Return each of the following items word for word, keeping every line as it stands.
----- INPUT MATERIAL
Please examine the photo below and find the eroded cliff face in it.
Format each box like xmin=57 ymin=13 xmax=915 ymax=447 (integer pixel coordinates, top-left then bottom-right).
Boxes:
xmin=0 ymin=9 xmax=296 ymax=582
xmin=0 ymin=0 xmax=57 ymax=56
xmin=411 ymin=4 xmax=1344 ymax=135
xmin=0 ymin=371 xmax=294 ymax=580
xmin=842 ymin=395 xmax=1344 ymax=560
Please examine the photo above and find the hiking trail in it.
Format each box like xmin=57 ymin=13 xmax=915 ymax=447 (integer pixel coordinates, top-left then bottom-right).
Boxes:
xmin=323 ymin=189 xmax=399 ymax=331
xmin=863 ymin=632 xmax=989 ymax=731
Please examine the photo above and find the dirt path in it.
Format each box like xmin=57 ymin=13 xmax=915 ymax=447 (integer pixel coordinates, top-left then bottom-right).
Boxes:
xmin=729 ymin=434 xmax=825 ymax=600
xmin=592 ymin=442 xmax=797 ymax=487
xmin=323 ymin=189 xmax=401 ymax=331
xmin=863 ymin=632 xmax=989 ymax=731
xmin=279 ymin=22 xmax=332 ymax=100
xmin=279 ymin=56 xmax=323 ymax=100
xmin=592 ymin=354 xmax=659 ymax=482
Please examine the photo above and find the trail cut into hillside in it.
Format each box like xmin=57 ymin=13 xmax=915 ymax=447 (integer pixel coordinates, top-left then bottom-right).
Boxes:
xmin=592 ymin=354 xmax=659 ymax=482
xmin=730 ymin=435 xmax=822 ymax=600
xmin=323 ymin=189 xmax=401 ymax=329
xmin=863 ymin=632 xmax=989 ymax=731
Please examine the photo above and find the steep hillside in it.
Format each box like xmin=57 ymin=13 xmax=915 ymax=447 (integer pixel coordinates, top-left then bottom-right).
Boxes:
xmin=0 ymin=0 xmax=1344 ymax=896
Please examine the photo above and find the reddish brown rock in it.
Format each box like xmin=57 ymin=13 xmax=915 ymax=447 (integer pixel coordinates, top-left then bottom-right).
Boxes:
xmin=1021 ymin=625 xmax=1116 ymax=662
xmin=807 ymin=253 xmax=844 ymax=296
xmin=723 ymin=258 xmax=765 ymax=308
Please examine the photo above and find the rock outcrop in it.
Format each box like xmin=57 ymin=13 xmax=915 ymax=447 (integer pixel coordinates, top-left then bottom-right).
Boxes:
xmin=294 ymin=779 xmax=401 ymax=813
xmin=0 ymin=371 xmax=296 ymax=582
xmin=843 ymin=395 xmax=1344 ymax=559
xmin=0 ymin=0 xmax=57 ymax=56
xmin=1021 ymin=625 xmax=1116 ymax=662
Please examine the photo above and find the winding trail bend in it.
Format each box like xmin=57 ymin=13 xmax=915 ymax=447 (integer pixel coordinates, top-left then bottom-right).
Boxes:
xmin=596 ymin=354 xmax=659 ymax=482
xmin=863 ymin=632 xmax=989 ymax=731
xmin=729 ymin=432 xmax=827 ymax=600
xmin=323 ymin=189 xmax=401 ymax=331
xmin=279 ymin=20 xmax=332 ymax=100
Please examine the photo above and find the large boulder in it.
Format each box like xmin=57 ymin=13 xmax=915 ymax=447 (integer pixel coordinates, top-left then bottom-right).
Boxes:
----------
FINAL ANSWER —
Please examine the photo below and find the eroded cliff face in it.
Format each box like xmin=57 ymin=13 xmax=915 ymax=447 (integer pixel coordinates, top-left then bottom-right).
Boxes:
xmin=0 ymin=9 xmax=296 ymax=582
xmin=0 ymin=0 xmax=57 ymax=56
xmin=411 ymin=4 xmax=1344 ymax=135
xmin=0 ymin=371 xmax=294 ymax=580
xmin=842 ymin=395 xmax=1344 ymax=560
Please examine the photo above and find the hiking trail in it.
Format each box like xmin=57 ymin=13 xmax=915 ymax=447 (integer pixel coordinates, top-left then bottom-right).
Boxes:
xmin=323 ymin=189 xmax=399 ymax=331
xmin=863 ymin=632 xmax=989 ymax=731
Please examine the photo above and find the dirt path in it.
Format each box like xmin=57 ymin=13 xmax=915 ymax=447 (integer pixel coordinates, top-left then bottom-right).
Boxes:
xmin=729 ymin=434 xmax=825 ymax=600
xmin=592 ymin=442 xmax=797 ymax=487
xmin=323 ymin=189 xmax=401 ymax=331
xmin=863 ymin=632 xmax=989 ymax=731
xmin=279 ymin=22 xmax=332 ymax=100
xmin=279 ymin=56 xmax=323 ymax=100
xmin=592 ymin=354 xmax=659 ymax=482
Please examine the photo above and find the trail cut into hillside in it.
Format each box like xmin=57 ymin=13 xmax=915 ymax=447 (integer pixel coordinates, top-left then bottom-right).
Boxes:
xmin=592 ymin=354 xmax=659 ymax=482
xmin=730 ymin=435 xmax=822 ymax=600
xmin=323 ymin=189 xmax=401 ymax=329
xmin=863 ymin=632 xmax=989 ymax=731
Please examine the photo above and find the steep hillside in it.
Format each box like xmin=57 ymin=13 xmax=915 ymax=447 (integer pixel coordinates, top-left then bottom-right).
Boxes:
xmin=0 ymin=0 xmax=1344 ymax=896
Please examine the photo above and find the reddish brown rock in it.
Format each box like xmin=57 ymin=13 xmax=915 ymax=447 (integer pixel coordinates, top-left then bottom-right).
Boxes:
xmin=1021 ymin=625 xmax=1116 ymax=662
xmin=807 ymin=253 xmax=844 ymax=296
xmin=723 ymin=258 xmax=765 ymax=308
Please examine the photo above and find the rock outcrop in it.
Format each box like xmin=57 ymin=13 xmax=915 ymax=447 (integer pixel coordinates, top-left then bottom-right).
Boxes:
xmin=294 ymin=779 xmax=401 ymax=813
xmin=0 ymin=371 xmax=296 ymax=582
xmin=843 ymin=395 xmax=1344 ymax=559
xmin=0 ymin=0 xmax=57 ymax=56
xmin=1021 ymin=625 xmax=1116 ymax=662
Please examine the photo above and find the winding trail bend in it.
Format each box like xmin=57 ymin=13 xmax=915 ymax=447 (integer pixel coordinates, top-left then bottom-right).
Boxes:
xmin=596 ymin=354 xmax=659 ymax=482
xmin=863 ymin=632 xmax=989 ymax=731
xmin=729 ymin=432 xmax=827 ymax=600
xmin=323 ymin=189 xmax=401 ymax=331
xmin=279 ymin=20 xmax=332 ymax=100
Please examine the photo above and find the large boulder in it.
Format each box like xmin=57 ymin=13 xmax=915 ymax=447 (integer pixel coordinates, top-left then bottom-right).
Boxes:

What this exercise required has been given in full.